TASK REQUIREMENTS –
Reproduce the material below with "single point each" in place of every occurrence of "single dot apiece", leaving everything else untouched.

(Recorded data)
........

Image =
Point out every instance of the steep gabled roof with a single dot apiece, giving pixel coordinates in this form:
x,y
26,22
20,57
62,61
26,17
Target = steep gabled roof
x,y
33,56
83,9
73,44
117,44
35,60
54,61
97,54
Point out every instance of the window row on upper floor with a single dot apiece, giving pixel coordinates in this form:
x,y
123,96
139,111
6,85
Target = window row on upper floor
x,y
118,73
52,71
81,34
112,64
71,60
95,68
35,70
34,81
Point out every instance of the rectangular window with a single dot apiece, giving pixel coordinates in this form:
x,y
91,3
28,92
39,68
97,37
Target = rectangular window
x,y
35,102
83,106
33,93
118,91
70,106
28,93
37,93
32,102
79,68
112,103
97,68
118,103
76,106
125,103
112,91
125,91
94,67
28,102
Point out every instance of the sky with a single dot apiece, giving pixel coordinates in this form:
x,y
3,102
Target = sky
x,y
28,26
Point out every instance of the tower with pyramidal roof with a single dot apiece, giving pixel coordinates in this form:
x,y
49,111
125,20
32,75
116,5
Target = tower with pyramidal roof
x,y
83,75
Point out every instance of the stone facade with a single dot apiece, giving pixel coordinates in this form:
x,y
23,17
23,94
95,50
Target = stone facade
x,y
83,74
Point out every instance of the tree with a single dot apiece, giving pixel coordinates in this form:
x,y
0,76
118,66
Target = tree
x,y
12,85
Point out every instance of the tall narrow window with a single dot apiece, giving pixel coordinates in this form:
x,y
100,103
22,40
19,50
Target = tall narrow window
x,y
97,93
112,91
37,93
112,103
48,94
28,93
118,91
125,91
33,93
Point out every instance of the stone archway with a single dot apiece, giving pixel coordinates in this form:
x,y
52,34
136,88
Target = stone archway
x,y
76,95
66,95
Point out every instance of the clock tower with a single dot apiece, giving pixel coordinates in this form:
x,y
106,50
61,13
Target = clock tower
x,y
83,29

........

OUTPUT BELOW –
Image =
Point out every instance of the steep gabled roof with a single point each, giving pixel coordinates in this form:
x,y
26,22
20,57
62,61
26,17
Target = steep gabled roof
x,y
33,56
83,9
73,44
117,44
35,60
54,61
97,54
Point out every instance of the window row on upper floor with a single point each, giving pixel coordinates in this form:
x,y
123,96
139,111
6,85
Target = window row on upper floor
x,y
118,73
52,71
81,34
112,64
71,60
95,68
35,70
34,81
Point out every instance of the rectangular window with a single point each, giving pixel coordinates in this form:
x,y
91,3
28,92
39,68
97,37
Target = rectangular window
x,y
35,102
83,106
33,93
118,91
70,106
28,93
37,93
32,102
79,68
112,103
97,68
118,103
76,106
125,103
112,91
125,91
94,67
28,102
Point out every instance of the sky with a single point each, giving pixel coordinates in this form:
x,y
3,102
Target = sky
x,y
28,26
Point out every instance of the tower with pyramidal roof with a single point each, giving pixel coordinates in this form:
x,y
49,111
125,20
32,75
116,5
Target = tower with pyramidal roof
x,y
83,75
Point out every instance of the stone facade with a single point each, giving pixel coordinates in this form:
x,y
23,17
23,94
95,50
Target = stone facade
x,y
83,74
Point out every instance of the tree with a single point each, giving pixel coordinates in this form:
x,y
0,76
118,66
Target = tree
x,y
12,85
Point out every instance of the tall narrow window with a single point each, giving pixel coordinates in this form:
x,y
100,103
22,40
19,50
Target = tall narrow window
x,y
97,93
112,91
37,93
112,103
48,94
28,93
118,91
125,91
33,93
Point out every instance of the stone archway with a single point each, giving pixel coordinates in this form:
x,y
52,34
136,88
Target = stone archway
x,y
76,95
66,95
Point out every instance of the clock tower with a single point each, giving pixel coordinates in this form:
x,y
106,50
61,13
Target = clock tower
x,y
83,29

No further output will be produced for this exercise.